#### Records supplied ####

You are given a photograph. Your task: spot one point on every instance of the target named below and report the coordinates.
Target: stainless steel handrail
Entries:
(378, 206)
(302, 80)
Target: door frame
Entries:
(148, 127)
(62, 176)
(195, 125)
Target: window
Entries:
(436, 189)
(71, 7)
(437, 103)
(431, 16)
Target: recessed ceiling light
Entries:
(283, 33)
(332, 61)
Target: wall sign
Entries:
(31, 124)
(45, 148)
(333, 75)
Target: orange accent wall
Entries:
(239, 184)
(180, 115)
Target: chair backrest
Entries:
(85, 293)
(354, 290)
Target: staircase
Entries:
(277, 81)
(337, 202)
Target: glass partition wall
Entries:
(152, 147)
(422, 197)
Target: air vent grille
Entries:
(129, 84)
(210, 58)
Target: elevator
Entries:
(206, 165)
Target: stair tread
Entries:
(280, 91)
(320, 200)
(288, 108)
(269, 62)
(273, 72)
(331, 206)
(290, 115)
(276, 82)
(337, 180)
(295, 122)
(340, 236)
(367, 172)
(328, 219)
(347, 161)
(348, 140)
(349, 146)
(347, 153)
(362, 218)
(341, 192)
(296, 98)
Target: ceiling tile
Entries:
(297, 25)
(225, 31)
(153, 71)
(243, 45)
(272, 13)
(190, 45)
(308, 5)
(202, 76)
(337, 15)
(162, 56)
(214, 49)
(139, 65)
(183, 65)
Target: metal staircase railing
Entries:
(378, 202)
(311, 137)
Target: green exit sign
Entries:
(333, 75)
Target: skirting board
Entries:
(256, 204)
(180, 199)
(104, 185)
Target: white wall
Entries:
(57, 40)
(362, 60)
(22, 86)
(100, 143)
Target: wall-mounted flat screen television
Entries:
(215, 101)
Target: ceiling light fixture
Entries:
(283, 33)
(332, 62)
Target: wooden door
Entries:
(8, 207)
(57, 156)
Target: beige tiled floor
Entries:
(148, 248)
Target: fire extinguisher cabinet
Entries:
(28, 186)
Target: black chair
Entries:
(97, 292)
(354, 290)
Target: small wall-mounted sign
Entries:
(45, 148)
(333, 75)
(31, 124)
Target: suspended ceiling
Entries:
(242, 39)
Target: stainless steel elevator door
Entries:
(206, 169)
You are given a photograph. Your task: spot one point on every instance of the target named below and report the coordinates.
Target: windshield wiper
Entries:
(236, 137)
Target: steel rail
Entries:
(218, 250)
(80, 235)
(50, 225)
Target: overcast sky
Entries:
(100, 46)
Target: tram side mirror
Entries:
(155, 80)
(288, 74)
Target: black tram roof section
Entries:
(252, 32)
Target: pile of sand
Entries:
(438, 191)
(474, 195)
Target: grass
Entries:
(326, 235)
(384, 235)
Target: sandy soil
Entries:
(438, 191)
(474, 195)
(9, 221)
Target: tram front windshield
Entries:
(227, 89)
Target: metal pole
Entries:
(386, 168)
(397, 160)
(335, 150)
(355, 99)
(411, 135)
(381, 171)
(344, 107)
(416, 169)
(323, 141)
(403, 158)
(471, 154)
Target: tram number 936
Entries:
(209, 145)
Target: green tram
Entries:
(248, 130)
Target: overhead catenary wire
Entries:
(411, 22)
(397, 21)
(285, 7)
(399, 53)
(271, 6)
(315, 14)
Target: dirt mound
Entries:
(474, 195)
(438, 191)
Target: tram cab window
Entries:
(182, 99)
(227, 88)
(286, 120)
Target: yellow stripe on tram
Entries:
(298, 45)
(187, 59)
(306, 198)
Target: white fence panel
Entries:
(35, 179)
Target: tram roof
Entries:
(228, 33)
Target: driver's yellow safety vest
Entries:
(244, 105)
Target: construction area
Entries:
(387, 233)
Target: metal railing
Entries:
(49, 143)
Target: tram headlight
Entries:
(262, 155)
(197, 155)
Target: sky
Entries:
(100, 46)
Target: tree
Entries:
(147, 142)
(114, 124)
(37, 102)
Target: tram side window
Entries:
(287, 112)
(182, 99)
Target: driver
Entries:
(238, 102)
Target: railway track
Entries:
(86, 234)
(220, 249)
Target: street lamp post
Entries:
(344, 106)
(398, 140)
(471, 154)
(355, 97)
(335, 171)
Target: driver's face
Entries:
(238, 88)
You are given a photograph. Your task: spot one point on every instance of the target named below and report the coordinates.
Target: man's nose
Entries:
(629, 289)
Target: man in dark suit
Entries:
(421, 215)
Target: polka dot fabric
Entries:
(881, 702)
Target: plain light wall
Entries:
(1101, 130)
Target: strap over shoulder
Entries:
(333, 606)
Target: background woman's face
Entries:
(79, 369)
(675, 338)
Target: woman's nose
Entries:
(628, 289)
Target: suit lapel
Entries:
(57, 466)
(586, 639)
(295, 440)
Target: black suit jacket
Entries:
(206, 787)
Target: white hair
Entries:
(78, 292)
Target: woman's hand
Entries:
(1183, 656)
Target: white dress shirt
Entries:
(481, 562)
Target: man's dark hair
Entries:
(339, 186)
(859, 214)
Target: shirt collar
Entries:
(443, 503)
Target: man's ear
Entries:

####

Work to complete
Whenever a line in the records contains the word "tram", copy that line.

Result of the task
Target: tram side mirror
Target: black tram roof section
Target: tram front windshield
Target: tram number 936
Target: green tram
Target: tram cab window
Target: yellow stripe on tram
Target: tram roof
Target: tram headlight
Target: tram side window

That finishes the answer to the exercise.